— WHAT IS BEING ASKED —
When you answer, restate the entries below without altering anything.
---------------
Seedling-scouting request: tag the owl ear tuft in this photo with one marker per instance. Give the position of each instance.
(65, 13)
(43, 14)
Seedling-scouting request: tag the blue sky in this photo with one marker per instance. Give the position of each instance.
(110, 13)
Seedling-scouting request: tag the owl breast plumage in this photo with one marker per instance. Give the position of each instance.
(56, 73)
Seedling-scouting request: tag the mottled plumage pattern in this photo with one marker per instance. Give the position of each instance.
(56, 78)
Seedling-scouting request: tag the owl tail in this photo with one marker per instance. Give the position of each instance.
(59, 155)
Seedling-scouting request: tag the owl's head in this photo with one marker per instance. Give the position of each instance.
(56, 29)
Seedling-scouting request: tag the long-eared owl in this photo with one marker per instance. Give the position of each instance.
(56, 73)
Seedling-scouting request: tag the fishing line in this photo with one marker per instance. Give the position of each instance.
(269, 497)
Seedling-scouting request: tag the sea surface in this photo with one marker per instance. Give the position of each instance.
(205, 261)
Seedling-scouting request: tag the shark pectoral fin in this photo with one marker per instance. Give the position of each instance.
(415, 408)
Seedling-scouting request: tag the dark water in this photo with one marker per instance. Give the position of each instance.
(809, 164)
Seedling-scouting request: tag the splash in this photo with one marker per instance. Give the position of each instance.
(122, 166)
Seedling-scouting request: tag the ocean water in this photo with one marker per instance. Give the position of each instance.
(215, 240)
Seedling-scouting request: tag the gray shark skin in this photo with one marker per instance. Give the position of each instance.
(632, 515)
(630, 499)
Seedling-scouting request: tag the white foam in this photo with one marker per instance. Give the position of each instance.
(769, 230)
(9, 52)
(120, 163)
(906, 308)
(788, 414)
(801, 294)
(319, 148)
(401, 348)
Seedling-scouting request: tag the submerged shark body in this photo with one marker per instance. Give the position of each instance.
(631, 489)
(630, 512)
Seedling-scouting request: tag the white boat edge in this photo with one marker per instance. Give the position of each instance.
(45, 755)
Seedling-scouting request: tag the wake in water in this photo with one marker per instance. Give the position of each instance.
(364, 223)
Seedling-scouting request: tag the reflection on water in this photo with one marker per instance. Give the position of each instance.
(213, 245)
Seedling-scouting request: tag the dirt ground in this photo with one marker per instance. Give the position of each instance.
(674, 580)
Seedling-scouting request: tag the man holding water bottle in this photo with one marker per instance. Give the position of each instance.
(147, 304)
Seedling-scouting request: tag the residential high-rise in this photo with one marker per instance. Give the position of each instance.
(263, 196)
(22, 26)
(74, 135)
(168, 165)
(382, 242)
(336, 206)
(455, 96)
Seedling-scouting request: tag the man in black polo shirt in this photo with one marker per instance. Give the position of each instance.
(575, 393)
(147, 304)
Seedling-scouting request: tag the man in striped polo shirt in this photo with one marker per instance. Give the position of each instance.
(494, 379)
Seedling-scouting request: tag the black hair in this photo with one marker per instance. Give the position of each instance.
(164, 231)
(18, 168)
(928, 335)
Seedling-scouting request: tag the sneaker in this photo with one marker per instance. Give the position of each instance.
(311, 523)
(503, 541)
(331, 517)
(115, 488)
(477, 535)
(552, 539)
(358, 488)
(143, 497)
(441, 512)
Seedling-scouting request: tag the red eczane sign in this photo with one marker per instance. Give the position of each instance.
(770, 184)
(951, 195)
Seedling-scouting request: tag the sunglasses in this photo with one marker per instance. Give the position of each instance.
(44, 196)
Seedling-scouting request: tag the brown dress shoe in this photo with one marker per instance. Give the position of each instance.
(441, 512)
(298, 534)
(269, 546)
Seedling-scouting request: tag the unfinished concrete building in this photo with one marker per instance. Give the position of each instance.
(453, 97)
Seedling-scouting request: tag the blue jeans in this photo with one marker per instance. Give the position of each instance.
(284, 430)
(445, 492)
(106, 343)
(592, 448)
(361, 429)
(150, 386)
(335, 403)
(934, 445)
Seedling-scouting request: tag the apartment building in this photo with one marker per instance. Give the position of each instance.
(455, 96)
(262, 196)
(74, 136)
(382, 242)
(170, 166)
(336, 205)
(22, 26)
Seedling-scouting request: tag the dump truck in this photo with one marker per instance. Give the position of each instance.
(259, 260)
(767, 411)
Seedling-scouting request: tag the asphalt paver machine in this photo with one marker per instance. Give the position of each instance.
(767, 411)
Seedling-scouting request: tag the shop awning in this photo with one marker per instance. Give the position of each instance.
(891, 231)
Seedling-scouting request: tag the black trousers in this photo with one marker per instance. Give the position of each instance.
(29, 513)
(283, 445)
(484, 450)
---------------
— ANSWER TO THE EXERCISE —
Seedling-scouting request: tag the owl ear tuft in this photo with one marker per instance. Give the position of each instance.
(65, 13)
(43, 14)
Seedling-scouting request: tag the blue sky in this photo with one marker per instance. Give the position of each instance.
(110, 13)
Seedling-scouting request: tag the owl breast plumage in this photo with one marker per instance. Give the position of each instance.
(56, 73)
Seedling-scouting request: tag the mottled plumage pattern in this photo with one marker per instance. Give the position of each instance.
(56, 78)
Seedling-scouting request: tag the owl tail in this photo with one marker per instance. Give the position of each instance.
(59, 155)
Seedling-scouting request: tag the owl's head in this photo with one marker per instance. Give the position of each instance.
(56, 29)
Seedling-scouting request: tag the long-eared owl in this photo with one marker per instance. Give the position of each instance.
(56, 73)
Seedling-scouting request: tag the fishing line in this photo with one marker per instance. Give the position of each instance.
(269, 497)
Seedling-scouting request: tag the sea surface in this photo with one marker per instance. Give the position of each instance.
(205, 261)
Seedling-scouting request: tag the shark pectoral fin in this photo with one marker per instance. Give the position of each instance.
(415, 408)
Seedling-scouting request: tag the dark water in this photo with one marker per instance. Give the position of each instance.
(809, 164)
Seedling-scouting request: tag the splash in this photo with one marker per instance. Give the position of each instance.
(122, 166)
Seedling-scouting request: tag the ocean water in this photo with one marker per instance. Give the position of each instance.
(215, 240)
Seedling-scouting request: tag the gray shark skin in this photo with one marker per instance. Give the position of each instance.
(632, 515)
(630, 499)
Seedling-scouting request: tag the white foam in this photo with one marker per instance. Give the position of each instance.
(769, 230)
(9, 52)
(120, 163)
(906, 308)
(788, 414)
(801, 294)
(319, 148)
(401, 348)
Seedling-scouting request: tag the submerged shark body in this photo with one marker per instance. Give the position of each instance.
(631, 489)
(630, 512)
Seedling-scouting request: tag the white boat edge in this photo with one marker per instance. Give the position of each instance.
(45, 755)
Seedling-scouting request: tag the wake in water in this photo with one marker per instance. Give the position of each instance.
(364, 223)
Seedling-scouting request: tag the reflection on water in this photo with one marker per instance. Give the position of each instance.
(213, 245)
Seedling-scouting request: tag the dirt ground in this photo with one marker per instance. Give the position of each instance.
(674, 580)
Seedling-scouting request: tag the man holding water bottle in this photo with one marker per instance. Give the position of each instance.
(147, 304)
Seedling-scouting request: tag the residential high-rise in this photo with one marker per instance. Give the position of each instance.
(263, 196)
(22, 26)
(74, 135)
(168, 165)
(382, 242)
(336, 206)
(455, 96)
Seedling-scouting request: tag the man in black polo shirt in this photo with one marker per instance. Give the position of each instance.
(575, 393)
(147, 304)
Seedling-scouting request: tag the man in striped polo shirt in this photo with one marker per instance. Give the position of each instance.
(494, 379)
Seedling-scouting request: tag the black hair in this photo with one marker per instance. Give the position of each instance.
(164, 231)
(18, 168)
(928, 335)
Seedling-scouting request: tag the sneaker in this photo with one marker per instance. Give the position of each instance.
(311, 523)
(503, 541)
(331, 517)
(115, 488)
(477, 535)
(552, 539)
(358, 488)
(143, 497)
(441, 512)
Seedling-scouting request: tag the red eczane sign in this photo with one marker per instance. Give the position of each instance.
(770, 184)
(951, 195)
Seedling-scouting request: tag the sunglasses in this photo with one marker per instance. Give the position of each instance.
(44, 196)
Seedling-scouting request: tag the brown dress shoe in this photo with one marker per instance. Give the position of each instance.
(441, 512)
(298, 534)
(269, 546)
Seedling-scouting request: tag the unfinished concrete building in this photo with one marker per instance. Give the position of each instance.
(453, 97)
Seedling-scouting request: tag the blue jeans in this photo with one marker per instance. Give the position of each instance.
(284, 430)
(445, 492)
(106, 343)
(592, 448)
(361, 429)
(150, 386)
(335, 403)
(934, 445)
Seedling-scouting request: tag the apartment building in this photo with one marker per instance. Give the position of each instance.
(455, 96)
(262, 196)
(74, 136)
(382, 242)
(170, 166)
(336, 205)
(22, 26)
Seedling-scouting request: tag the dump truck in this photo with one marker per instance. Give the position of each instance.
(259, 260)
(767, 411)
Seedling-scouting request: tag the asphalt paver machine in this photo with one marker per instance. Give the position of each instance.
(767, 411)
Seedling-scouting request: tag the shop awning in this photo with one marker per instance. Give the position of each instance.
(891, 231)
Seedling-scouting request: tag the black trousers in this photo with one marker per instance. Give the position of each instance.
(29, 513)
(283, 445)
(484, 450)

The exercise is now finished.